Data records
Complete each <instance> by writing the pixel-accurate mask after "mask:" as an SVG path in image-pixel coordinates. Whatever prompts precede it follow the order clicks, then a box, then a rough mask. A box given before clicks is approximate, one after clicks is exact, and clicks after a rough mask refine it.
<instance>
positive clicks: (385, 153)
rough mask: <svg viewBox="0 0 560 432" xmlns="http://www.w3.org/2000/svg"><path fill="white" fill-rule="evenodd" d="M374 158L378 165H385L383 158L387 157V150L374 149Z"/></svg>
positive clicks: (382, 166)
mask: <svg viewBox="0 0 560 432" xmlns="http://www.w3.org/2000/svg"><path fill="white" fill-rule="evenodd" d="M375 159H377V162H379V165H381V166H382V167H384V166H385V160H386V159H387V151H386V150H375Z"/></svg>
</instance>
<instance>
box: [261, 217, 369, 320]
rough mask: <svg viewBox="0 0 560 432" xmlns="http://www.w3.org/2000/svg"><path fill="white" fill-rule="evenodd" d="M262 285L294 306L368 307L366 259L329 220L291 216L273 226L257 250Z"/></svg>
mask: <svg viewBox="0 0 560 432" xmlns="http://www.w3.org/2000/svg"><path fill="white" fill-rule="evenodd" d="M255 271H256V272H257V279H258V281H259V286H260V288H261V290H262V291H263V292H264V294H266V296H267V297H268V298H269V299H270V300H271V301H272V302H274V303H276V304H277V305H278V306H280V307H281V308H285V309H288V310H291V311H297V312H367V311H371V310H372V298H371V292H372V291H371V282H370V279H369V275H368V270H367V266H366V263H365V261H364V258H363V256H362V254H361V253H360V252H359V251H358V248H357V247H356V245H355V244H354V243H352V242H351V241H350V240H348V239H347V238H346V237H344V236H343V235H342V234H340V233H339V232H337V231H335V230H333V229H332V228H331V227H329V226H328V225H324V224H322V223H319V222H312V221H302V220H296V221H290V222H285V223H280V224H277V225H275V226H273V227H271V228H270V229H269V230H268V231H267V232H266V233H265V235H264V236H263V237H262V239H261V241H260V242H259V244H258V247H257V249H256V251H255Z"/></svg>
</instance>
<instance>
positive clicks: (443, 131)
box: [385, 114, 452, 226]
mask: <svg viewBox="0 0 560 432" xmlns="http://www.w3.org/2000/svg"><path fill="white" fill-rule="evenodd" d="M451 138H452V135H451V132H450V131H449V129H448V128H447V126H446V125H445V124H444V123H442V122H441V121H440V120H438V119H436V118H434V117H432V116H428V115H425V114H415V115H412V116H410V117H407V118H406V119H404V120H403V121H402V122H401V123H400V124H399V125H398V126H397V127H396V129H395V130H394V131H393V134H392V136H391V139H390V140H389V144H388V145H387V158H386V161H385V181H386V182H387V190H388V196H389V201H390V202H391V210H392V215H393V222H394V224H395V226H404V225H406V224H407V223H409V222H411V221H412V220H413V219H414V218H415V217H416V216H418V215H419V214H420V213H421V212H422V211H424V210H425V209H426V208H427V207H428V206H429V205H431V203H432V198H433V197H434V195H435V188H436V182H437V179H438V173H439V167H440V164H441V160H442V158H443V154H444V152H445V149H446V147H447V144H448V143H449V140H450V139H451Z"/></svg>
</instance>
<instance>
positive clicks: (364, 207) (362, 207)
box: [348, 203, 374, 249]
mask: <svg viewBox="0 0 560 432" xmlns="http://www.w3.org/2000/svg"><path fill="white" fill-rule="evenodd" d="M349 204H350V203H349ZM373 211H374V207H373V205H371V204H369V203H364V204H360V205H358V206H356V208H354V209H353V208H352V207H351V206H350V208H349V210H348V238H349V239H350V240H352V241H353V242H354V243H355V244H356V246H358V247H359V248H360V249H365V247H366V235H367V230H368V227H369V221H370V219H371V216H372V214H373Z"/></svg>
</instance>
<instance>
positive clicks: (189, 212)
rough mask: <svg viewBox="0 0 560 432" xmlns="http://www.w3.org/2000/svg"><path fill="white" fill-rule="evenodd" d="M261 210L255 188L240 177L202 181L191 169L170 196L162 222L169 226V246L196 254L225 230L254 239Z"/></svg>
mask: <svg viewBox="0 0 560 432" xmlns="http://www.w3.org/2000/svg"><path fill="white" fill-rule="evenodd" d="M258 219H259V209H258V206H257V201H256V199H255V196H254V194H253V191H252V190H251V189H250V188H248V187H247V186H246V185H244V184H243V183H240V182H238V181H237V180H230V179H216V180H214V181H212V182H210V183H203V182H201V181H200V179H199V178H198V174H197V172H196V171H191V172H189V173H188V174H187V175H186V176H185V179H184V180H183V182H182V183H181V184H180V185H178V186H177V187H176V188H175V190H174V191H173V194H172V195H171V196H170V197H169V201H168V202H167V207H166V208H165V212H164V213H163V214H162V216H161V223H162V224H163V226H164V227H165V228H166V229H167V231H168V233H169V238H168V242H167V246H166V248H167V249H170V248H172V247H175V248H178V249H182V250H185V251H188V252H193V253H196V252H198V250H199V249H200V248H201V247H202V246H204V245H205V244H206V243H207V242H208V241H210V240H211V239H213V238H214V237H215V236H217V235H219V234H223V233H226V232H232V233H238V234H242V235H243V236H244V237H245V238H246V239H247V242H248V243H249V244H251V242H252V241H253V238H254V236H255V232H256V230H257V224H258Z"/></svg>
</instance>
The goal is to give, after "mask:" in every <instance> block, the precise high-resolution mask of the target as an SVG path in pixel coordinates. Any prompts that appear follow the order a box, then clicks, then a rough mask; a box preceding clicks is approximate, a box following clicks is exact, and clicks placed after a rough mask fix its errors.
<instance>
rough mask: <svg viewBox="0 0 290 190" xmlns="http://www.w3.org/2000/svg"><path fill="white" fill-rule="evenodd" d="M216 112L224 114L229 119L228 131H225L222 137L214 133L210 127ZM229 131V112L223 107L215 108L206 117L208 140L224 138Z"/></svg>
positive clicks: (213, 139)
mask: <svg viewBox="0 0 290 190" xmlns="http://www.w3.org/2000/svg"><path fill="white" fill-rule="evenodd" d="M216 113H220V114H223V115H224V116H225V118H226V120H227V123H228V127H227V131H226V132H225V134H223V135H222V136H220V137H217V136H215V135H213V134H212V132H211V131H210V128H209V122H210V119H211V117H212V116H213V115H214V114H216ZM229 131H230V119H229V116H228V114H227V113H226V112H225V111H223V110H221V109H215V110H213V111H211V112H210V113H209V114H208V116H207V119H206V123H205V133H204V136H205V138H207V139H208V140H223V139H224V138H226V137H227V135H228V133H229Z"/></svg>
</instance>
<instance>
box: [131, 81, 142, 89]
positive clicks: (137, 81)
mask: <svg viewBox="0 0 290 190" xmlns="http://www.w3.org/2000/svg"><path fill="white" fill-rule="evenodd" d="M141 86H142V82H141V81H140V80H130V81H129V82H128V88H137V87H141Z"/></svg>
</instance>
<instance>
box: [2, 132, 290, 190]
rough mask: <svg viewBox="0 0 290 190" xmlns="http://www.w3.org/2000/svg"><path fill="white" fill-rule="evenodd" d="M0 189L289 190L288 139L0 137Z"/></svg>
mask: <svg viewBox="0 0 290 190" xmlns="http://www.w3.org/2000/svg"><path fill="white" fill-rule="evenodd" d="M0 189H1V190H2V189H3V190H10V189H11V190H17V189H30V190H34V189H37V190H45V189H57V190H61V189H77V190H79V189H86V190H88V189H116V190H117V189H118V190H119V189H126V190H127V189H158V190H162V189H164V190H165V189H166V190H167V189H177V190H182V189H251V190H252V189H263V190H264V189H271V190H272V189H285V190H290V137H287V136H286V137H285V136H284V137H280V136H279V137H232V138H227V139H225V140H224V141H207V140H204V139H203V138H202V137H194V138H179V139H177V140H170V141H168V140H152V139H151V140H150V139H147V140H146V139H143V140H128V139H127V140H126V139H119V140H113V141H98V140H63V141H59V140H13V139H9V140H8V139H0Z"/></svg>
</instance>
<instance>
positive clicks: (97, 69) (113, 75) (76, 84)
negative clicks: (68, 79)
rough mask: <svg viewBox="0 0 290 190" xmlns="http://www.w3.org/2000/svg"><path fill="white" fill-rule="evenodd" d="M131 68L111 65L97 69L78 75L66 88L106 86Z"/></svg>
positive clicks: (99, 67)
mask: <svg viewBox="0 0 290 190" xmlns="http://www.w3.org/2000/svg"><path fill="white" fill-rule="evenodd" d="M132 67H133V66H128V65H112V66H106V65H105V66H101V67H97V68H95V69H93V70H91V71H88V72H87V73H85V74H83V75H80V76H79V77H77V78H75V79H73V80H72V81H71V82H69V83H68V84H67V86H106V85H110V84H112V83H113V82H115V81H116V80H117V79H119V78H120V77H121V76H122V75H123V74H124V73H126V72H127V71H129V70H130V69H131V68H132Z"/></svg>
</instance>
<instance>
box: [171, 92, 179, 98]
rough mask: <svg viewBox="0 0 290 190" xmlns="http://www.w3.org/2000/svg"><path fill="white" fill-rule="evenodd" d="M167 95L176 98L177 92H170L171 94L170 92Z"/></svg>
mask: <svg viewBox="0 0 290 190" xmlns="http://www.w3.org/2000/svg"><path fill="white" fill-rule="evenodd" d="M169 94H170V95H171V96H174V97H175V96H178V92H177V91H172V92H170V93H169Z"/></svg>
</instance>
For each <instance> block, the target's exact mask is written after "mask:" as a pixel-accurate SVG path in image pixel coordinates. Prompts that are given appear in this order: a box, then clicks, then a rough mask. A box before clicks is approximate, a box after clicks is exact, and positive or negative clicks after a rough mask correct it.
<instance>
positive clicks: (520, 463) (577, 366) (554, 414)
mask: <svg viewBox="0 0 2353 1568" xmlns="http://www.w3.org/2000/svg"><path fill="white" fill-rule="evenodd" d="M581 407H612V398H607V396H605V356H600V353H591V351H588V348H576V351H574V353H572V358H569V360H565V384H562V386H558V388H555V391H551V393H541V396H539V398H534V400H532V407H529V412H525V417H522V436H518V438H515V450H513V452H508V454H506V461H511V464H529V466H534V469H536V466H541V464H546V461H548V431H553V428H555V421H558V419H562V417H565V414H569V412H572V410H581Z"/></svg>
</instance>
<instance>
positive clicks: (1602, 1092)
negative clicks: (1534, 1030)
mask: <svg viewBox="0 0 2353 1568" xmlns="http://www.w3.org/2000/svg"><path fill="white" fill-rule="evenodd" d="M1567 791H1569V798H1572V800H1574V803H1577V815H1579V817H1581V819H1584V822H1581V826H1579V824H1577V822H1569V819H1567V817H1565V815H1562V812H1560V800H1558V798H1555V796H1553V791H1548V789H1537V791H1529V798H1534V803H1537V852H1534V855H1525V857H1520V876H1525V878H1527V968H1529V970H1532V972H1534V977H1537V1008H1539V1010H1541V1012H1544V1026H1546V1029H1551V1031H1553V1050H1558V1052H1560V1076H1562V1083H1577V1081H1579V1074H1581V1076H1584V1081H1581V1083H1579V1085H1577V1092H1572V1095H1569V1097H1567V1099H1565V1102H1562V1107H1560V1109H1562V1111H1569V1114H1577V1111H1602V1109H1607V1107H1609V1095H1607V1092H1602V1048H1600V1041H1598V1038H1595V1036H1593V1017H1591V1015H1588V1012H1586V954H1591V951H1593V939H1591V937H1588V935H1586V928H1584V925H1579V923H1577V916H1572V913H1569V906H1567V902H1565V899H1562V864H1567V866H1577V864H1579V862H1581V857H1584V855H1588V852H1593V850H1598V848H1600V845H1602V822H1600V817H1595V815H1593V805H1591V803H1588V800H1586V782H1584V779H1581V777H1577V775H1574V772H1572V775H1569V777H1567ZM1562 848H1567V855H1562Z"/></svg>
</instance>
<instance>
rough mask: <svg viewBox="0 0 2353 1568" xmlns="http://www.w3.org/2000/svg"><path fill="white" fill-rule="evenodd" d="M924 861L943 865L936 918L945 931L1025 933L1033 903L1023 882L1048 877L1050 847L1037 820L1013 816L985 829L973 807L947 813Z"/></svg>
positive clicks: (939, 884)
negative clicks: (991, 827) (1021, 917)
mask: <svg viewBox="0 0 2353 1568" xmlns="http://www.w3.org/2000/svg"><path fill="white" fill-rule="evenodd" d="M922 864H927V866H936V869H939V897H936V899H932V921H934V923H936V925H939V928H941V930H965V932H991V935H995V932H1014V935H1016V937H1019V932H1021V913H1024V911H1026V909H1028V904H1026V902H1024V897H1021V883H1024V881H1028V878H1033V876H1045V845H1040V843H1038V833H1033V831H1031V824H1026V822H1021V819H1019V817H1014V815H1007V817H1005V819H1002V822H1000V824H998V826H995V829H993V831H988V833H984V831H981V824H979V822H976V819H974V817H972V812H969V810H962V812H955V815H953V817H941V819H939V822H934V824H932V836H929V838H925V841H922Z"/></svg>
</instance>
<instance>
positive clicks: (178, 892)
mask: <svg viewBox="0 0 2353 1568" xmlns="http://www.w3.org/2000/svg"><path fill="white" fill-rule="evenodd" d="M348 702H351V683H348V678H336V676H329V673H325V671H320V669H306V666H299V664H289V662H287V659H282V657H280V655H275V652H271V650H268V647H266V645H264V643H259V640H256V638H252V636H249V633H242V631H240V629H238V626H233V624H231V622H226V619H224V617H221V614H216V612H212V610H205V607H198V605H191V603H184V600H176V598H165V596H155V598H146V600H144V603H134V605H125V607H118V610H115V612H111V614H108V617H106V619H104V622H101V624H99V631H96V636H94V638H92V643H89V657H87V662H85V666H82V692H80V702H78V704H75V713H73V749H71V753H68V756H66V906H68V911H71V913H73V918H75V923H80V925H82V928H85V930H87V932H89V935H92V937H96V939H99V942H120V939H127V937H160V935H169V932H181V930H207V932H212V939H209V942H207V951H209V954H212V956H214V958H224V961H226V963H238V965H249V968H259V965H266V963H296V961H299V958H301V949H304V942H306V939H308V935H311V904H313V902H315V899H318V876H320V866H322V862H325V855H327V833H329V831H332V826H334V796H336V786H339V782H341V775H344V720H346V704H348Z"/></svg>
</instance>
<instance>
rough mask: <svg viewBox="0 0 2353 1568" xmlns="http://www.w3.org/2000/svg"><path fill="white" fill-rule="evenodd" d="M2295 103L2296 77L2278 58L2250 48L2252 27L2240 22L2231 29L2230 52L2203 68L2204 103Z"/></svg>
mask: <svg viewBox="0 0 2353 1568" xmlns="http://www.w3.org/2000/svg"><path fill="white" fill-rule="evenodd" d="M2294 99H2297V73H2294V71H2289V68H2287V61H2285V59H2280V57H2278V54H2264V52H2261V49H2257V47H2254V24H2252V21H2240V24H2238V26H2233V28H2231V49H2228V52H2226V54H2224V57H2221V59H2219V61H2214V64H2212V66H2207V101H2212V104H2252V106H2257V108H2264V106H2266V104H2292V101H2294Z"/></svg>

# [Work request]
Pick out every line in the records above that contains the word "coordinates" and copy each one in full. Match case exactly.

# [Answer area]
Complete each <instance> by writing the pixel-accurate mask after "mask:" as an SVG path in image-pixel coordinates. Whatever prompts precede it follow the order clicks, then a box, then a rough mask. A box given before clicks is approximate, one after clicks is exact, and clicks after a rough mask refine it.
The goal is to give, after "mask:" in every <instance> block, the precise high-resolution mask of the target as an SVG path in pixel coordinates. Any prompts that appear follow the order a box, then clicks, then a rough mask; a box preceding clicks is approximate, a box following clicks is exact, and clicks placed after a rough mask fix its errors.
For each <instance> block, the target's exact mask is written after "mask:" as a pixel-accurate SVG path in image pixel coordinates. Prompts that are given appear in this order: a box, then clicks, then a rough mask. A box before clicks is approximate, a box after clicks is exact, and positive or negative clicks after a rough mask correct it.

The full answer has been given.